RECORDS FOR THE TASK:
+++

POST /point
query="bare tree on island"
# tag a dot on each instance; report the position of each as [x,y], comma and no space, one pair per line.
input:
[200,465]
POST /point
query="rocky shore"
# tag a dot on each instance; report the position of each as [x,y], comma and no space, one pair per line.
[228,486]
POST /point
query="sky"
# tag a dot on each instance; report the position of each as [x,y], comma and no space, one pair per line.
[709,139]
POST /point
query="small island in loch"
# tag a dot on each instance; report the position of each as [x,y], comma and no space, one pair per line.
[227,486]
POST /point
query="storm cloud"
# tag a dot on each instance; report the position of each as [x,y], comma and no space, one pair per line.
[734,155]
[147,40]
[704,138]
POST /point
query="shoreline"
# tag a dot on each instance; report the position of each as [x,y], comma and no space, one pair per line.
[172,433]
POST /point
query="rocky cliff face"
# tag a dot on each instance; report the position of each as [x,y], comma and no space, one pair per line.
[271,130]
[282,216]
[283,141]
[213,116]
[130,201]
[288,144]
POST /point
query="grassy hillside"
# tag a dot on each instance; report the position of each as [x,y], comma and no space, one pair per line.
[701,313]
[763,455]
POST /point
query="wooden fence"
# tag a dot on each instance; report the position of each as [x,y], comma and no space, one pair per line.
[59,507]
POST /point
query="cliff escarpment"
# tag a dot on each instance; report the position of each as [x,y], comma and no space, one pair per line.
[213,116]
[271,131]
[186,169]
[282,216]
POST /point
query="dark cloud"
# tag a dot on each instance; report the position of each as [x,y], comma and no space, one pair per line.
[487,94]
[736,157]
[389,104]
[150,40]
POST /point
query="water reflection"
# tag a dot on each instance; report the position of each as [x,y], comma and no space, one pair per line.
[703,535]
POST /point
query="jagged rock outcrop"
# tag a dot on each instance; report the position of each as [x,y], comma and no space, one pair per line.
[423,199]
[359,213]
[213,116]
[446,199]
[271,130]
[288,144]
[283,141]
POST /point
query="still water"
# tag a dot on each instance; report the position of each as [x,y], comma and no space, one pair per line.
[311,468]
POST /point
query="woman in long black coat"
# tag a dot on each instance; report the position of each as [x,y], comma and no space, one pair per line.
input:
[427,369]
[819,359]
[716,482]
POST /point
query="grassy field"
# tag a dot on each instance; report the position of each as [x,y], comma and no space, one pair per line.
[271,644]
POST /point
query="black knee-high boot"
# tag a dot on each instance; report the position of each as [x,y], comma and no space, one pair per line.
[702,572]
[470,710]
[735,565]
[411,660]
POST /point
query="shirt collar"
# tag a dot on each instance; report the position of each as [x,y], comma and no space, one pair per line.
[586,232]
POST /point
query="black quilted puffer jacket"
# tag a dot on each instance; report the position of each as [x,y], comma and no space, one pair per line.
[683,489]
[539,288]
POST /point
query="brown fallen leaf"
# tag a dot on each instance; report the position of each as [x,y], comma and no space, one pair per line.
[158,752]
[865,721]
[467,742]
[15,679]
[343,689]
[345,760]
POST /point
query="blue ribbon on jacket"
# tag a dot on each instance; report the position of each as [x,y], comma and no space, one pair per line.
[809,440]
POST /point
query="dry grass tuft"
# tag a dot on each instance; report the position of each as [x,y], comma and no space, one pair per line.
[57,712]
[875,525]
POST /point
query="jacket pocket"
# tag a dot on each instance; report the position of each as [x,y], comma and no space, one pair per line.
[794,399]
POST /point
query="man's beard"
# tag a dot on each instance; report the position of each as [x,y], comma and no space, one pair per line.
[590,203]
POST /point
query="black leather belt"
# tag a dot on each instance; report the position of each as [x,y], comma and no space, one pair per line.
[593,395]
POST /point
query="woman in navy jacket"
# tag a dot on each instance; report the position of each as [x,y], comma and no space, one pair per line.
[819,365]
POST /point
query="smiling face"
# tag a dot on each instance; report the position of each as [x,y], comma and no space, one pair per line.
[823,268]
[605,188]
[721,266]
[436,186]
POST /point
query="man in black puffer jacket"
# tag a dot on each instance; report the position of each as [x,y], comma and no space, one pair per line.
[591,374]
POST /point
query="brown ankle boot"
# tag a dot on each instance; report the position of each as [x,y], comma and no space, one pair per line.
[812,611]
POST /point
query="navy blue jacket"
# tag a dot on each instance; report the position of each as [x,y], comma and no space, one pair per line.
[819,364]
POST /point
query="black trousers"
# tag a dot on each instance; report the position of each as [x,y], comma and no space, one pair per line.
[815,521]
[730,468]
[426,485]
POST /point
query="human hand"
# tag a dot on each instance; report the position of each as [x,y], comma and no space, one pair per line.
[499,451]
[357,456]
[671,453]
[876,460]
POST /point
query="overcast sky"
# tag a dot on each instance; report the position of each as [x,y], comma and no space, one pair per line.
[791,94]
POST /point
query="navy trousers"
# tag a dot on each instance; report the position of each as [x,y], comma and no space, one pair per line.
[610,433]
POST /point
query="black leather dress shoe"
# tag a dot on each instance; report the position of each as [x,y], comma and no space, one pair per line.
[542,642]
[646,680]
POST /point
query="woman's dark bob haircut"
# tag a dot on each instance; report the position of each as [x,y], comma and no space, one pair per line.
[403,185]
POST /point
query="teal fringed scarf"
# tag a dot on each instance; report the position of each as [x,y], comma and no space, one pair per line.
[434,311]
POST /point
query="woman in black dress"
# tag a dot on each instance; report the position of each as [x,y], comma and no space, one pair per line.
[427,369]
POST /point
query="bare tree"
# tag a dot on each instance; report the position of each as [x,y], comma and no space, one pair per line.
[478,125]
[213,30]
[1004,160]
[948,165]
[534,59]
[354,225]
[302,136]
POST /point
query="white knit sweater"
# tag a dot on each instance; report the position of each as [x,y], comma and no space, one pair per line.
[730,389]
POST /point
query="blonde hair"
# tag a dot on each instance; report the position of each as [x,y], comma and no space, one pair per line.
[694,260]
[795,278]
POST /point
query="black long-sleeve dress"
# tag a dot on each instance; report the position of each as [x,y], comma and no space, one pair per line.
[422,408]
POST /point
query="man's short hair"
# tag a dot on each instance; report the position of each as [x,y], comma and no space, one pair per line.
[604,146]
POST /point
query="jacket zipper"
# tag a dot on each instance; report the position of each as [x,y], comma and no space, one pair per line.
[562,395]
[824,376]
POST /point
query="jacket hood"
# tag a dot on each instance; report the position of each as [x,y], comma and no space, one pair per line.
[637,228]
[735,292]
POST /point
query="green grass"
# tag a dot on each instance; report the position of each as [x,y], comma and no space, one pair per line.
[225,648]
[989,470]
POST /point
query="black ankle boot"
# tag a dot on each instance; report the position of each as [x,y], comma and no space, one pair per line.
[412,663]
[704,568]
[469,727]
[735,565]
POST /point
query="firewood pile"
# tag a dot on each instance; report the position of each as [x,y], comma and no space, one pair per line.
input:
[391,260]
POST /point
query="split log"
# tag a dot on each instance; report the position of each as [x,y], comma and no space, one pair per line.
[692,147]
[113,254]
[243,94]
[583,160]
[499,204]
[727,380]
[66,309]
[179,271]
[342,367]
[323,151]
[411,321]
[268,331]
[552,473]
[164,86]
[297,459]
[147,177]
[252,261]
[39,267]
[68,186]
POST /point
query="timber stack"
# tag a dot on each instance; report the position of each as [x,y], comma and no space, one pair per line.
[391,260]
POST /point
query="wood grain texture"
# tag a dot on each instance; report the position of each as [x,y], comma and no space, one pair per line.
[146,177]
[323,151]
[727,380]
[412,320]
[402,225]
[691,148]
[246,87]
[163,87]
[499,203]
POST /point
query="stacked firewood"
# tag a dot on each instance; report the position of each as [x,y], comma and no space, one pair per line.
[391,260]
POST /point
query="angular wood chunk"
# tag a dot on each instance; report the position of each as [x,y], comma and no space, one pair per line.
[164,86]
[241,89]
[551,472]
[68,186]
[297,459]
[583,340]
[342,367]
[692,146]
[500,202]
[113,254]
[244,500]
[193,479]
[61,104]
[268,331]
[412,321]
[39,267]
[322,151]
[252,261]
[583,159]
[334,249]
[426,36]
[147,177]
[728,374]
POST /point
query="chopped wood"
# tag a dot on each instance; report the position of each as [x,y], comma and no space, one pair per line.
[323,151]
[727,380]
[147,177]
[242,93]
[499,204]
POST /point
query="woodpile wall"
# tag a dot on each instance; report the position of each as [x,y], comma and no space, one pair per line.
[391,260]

+++

TASK GOAL: Pull out each line of the records above that contains the word "face", matching case exactly.

RESULT OF THIS TASK:
query="rocky cliff face"
query="smiling face"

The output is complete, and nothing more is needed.